[Source records]
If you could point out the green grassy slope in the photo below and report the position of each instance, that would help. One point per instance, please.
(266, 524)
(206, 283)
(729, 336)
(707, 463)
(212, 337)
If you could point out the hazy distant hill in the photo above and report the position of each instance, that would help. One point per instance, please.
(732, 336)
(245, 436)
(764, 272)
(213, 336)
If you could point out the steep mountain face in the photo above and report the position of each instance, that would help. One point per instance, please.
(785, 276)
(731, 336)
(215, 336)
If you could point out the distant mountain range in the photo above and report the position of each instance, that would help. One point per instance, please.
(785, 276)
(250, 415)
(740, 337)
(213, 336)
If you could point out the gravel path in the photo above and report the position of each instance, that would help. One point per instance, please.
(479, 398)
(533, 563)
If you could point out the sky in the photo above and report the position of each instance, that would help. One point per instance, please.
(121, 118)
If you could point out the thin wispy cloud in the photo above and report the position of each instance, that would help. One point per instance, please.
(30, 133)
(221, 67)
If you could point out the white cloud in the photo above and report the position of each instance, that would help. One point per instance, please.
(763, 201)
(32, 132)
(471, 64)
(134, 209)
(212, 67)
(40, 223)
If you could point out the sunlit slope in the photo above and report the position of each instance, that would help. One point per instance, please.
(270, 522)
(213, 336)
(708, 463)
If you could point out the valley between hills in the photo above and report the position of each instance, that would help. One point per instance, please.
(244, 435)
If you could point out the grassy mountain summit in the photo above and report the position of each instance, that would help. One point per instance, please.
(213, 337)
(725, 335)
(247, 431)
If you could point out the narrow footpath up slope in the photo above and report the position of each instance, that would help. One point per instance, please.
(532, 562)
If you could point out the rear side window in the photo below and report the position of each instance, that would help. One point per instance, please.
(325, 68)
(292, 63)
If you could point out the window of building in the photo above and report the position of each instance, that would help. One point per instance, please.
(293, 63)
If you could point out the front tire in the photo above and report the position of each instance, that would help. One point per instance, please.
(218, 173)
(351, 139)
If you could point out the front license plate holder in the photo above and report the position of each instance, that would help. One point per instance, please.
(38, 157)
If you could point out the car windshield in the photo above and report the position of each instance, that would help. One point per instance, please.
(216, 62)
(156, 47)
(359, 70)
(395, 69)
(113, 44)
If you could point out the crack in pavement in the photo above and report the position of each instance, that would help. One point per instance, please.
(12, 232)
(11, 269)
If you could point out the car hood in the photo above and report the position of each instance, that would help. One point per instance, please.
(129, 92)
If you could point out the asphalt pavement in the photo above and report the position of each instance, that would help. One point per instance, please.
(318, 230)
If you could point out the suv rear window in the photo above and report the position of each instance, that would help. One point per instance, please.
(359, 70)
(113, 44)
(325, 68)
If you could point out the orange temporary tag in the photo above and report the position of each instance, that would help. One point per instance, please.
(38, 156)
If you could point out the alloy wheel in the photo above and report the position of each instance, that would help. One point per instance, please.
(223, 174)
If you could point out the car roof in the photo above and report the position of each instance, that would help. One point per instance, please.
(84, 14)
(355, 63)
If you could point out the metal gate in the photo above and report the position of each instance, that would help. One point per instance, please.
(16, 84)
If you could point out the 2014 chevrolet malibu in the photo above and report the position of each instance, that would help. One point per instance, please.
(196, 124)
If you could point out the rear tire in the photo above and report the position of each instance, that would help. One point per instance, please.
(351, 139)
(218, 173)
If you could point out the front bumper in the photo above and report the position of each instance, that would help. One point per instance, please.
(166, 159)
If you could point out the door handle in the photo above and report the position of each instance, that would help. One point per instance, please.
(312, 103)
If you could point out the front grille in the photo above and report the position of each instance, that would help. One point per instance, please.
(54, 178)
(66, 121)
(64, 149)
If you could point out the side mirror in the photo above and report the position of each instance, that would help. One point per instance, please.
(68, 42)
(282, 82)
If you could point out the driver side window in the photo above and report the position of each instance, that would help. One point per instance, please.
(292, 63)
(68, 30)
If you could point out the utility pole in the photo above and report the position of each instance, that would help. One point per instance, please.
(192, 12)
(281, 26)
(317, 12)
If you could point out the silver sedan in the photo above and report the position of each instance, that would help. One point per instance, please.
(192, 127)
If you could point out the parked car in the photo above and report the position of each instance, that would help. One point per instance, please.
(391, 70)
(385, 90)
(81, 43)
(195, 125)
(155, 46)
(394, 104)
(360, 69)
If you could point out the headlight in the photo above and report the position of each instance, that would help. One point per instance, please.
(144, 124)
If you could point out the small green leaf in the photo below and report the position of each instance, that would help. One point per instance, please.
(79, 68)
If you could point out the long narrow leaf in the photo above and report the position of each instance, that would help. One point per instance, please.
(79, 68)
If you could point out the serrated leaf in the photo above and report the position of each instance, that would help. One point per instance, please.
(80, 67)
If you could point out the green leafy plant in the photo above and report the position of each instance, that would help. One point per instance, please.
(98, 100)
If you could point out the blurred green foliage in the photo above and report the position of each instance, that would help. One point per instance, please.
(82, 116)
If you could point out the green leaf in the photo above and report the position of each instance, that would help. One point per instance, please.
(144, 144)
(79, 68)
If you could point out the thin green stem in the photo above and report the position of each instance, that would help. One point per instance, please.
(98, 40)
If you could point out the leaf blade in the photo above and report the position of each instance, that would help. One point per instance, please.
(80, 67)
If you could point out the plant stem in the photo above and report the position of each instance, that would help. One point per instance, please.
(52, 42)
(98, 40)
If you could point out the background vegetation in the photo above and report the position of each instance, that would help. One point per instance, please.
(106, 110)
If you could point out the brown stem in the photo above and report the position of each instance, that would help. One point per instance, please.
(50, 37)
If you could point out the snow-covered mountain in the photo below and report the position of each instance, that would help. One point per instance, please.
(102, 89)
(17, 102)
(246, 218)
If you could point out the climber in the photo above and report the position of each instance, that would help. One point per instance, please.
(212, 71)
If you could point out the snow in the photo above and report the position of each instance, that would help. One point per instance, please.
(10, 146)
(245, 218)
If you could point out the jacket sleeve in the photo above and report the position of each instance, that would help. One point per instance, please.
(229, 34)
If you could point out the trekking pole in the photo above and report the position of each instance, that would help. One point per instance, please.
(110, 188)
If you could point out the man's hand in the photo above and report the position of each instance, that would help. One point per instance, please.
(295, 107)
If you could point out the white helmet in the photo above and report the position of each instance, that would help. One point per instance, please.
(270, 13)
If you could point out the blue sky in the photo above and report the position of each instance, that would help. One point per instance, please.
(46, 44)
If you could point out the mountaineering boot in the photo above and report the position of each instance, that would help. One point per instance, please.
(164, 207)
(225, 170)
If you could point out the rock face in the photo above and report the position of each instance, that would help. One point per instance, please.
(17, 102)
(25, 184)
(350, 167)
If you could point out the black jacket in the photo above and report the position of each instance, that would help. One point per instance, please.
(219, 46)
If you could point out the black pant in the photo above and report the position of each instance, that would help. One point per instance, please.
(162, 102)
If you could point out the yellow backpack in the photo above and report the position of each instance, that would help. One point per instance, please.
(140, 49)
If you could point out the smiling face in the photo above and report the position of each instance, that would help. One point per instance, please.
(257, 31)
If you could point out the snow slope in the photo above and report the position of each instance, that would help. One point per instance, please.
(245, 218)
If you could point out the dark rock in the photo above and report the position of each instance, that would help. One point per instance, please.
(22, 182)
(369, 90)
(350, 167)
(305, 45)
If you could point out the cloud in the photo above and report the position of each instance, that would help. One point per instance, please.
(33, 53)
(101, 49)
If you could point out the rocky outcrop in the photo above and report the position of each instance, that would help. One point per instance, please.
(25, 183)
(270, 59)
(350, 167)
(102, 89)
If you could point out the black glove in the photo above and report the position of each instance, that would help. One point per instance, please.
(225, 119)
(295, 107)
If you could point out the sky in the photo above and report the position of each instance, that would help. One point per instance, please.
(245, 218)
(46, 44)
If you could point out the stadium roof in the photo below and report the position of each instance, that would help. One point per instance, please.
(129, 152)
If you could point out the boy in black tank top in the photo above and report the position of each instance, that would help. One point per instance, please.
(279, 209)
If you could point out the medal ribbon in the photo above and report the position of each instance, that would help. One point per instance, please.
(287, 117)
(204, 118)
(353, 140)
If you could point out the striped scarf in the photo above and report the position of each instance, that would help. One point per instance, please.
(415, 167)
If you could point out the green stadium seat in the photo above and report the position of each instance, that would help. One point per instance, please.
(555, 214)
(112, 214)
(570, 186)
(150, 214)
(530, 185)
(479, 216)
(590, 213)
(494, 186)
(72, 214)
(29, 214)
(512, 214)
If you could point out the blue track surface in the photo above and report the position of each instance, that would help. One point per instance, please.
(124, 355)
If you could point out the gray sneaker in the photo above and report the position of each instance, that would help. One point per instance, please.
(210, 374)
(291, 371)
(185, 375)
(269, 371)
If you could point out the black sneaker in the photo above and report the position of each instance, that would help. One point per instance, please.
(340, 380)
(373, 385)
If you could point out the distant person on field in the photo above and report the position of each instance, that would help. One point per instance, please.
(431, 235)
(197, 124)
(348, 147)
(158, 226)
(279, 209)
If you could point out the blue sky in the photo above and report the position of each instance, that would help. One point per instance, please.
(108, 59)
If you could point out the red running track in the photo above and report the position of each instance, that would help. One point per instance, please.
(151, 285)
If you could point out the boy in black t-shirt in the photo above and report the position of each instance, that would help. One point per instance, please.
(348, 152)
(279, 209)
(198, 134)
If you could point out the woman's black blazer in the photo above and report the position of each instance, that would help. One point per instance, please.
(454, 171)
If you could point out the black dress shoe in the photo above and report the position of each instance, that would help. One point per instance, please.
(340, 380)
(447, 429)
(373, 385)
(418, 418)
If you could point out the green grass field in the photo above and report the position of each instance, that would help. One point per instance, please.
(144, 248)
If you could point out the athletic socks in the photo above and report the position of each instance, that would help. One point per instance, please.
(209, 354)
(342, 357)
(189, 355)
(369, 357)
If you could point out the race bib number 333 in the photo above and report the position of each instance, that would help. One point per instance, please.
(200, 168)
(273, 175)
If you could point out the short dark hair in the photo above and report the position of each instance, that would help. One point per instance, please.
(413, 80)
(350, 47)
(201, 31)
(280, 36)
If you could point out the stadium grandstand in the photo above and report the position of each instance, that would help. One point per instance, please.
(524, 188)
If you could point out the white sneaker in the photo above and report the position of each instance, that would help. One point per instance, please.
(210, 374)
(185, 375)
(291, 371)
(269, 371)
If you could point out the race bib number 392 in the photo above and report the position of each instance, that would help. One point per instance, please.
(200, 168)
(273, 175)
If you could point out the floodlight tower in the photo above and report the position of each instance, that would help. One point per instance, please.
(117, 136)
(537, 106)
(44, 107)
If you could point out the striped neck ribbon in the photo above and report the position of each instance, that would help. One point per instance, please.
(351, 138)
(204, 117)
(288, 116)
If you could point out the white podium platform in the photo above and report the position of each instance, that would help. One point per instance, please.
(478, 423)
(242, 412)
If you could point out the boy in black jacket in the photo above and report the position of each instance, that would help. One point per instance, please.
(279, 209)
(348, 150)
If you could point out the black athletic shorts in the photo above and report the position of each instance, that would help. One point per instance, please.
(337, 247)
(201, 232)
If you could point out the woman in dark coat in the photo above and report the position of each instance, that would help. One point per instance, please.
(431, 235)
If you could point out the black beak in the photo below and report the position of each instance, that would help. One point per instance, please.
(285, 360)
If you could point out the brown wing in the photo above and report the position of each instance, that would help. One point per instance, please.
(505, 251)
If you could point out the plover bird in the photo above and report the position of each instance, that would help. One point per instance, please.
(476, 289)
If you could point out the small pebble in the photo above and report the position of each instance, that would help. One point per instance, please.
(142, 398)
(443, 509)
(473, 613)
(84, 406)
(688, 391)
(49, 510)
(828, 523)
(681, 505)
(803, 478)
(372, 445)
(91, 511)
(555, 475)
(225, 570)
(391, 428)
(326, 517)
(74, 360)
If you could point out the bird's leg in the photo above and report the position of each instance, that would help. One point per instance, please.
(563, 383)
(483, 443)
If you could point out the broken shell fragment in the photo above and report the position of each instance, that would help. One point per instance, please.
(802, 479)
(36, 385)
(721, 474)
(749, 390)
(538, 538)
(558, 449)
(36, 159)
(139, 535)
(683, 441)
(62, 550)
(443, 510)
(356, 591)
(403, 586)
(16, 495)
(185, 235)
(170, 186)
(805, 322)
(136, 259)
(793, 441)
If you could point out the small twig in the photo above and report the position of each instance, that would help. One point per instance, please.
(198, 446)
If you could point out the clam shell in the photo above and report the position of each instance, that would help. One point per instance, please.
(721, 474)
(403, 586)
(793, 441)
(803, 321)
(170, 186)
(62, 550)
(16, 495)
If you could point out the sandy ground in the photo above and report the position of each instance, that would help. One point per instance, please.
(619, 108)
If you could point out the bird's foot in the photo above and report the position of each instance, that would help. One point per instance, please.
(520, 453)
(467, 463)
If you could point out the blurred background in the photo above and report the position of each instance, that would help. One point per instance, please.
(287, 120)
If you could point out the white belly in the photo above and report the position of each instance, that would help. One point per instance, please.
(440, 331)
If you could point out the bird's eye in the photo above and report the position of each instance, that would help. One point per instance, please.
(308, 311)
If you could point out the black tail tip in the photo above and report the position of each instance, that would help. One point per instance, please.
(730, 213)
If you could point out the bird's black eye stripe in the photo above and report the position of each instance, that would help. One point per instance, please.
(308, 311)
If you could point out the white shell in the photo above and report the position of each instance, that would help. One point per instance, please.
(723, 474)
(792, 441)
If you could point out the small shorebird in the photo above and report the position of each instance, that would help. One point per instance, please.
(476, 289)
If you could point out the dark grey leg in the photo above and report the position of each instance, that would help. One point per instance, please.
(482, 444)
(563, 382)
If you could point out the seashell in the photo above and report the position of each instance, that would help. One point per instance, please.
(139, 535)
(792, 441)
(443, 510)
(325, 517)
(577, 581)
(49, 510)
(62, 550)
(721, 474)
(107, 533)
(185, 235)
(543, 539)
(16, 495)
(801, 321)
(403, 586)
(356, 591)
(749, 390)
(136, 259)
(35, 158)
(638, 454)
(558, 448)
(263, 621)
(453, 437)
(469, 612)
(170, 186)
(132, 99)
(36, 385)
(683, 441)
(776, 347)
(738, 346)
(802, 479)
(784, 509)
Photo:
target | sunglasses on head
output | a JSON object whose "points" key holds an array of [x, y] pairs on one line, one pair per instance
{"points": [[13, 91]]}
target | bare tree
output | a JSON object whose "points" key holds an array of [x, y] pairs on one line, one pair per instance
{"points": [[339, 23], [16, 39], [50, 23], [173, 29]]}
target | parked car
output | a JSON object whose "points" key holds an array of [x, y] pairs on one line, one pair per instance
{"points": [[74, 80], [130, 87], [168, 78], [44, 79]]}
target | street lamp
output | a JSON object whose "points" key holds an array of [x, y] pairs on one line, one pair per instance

:: Exercise ::
Only the number is needed here: how many lines in the data contain "target"?

:: Answer for this exercise ::
4